> _Dataset records_:
====
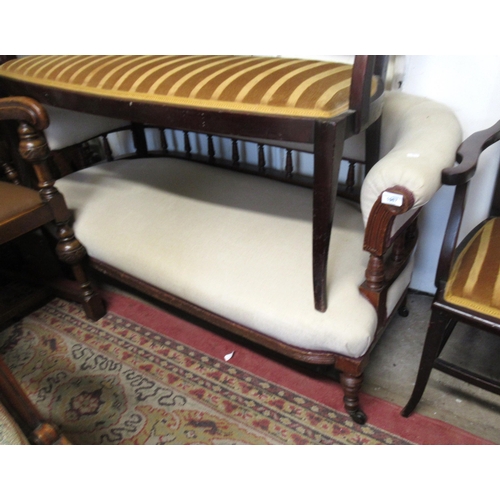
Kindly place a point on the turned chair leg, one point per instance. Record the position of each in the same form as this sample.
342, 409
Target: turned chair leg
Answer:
328, 148
72, 252
437, 334
351, 384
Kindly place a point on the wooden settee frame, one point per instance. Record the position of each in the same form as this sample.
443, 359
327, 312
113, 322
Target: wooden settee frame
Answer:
389, 250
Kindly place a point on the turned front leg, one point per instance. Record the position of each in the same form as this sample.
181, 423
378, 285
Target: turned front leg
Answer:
351, 384
33, 148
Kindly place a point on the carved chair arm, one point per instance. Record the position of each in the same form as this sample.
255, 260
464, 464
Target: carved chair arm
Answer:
379, 234
468, 155
33, 119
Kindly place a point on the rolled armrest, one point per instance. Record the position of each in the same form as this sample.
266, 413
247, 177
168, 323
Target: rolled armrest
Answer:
420, 138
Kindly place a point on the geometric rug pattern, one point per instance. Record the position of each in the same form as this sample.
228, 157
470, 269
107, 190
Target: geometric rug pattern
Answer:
116, 381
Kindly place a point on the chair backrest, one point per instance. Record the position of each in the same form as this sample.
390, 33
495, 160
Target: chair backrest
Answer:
460, 175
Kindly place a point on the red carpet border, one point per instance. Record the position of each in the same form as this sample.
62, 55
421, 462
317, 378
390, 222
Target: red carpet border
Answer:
141, 375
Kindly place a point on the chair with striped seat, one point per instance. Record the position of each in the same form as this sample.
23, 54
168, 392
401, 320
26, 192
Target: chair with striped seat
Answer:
317, 103
468, 276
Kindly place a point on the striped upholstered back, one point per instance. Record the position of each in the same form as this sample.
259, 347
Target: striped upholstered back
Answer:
474, 282
291, 87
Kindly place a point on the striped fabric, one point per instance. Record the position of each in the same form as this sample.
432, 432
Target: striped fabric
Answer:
290, 87
475, 278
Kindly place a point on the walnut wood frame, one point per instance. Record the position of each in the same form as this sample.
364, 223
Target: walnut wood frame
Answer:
33, 149
389, 254
389, 250
445, 315
326, 136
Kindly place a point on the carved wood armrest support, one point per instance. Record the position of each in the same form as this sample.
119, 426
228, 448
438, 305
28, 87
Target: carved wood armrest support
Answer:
378, 232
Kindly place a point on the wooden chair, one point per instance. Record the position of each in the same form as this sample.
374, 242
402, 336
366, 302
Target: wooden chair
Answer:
23, 209
20, 421
467, 278
317, 103
218, 232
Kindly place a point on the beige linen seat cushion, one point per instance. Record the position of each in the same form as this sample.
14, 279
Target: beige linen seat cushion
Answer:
235, 244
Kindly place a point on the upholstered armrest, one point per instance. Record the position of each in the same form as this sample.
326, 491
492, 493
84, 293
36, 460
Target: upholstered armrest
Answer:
====
> _Problem statement_: The whole listing should be reproduced exactly. Images don't go in.

> _Response area_:
Kindly place a point on the turned chair leg, one point per instance. Record the position of each in the same form as this sample.
342, 409
Target: turned chair leg
Answer:
328, 148
72, 252
437, 334
351, 384
Kindly place a point on the wooden settee frame, one point per instance. Record the position of each in the same form as this sample.
443, 359
327, 312
113, 322
Target: wooden settee frame
Answer:
389, 250
Kindly place a point on the turned front leg, one point per instance. Record the position of each in the same form as this sample.
181, 423
378, 285
Target: turned front leg
Answer:
351, 384
33, 148
Kindly place a point on the carved chair arm, one point per instance. Record the position of each in the same form as this sample.
255, 260
464, 464
Target: carved chair arm
Answer:
379, 234
468, 155
33, 119
Kindly place a point on the rolled armrest, one point per instance. Record the position of each in the same form as this sample.
266, 413
247, 177
168, 323
Target: rolled armrest
Answer:
420, 138
Kindly place a point on the geometric rug pattern, one point per instance. Record the position of each in the same form as this sample.
228, 157
470, 269
107, 190
Target: geometric rug pattern
Answer:
116, 381
Kindly place a point on the chair backrest, one point per instance. Record the position of each in the same form as this sample.
390, 33
495, 160
Target: chair backrest
Answer:
460, 175
Kindly place a point on the red carpet border, one point per instance. Record the position of each in the same form as this sample.
62, 55
421, 462
317, 378
390, 222
Target: red carpet border
Answer:
141, 375
Kindly place a point on the chair with striped seat, one point per instance. Record the position of each in the same form as this sample.
23, 54
168, 392
401, 320
26, 192
Target: chair with striped seat
Answer:
317, 103
468, 276
Kindly place a point on the striped upholstered back, one point per instance. Record the position of each in the same form as this sample.
259, 347
Target: striped upholstered back
Answer:
474, 282
291, 87
Kindly place a point on the striped fabric, one point per instance. Record the position of each in the same form as this sample.
432, 432
Target: striped fabric
Answer:
290, 87
475, 278
Kindly place a point on the walnut wood frame, one point per instance. Record the position of each in the same form as this sample.
364, 223
Target: walnut wood frame
Answer:
33, 149
389, 254
389, 250
445, 315
326, 136
Kindly place a point on the carved wood armrest support, one point per instance. Record the position of each in the same form as this sample.
119, 426
228, 448
438, 305
28, 87
Target: carved wood armrest support
Answer:
378, 232
Kindly place a point on the wooden chair, one point per instance. Record the position of each in the same form as this sample.
374, 242
402, 336
366, 302
Target: wooden chair
Answer:
23, 209
20, 421
467, 278
317, 103
218, 232
Kindly place a point on the beige linen seat cushion, one point per instance. Record the position of each in the same form as this sample.
14, 279
Target: beige linen seat cushion
Answer:
235, 244
Kindly place a point on the upholstered armrest, one point per instance. Record the position of each in the same form as this sample.
326, 491
492, 493
84, 293
36, 460
Target: upholstered armrest
Answer:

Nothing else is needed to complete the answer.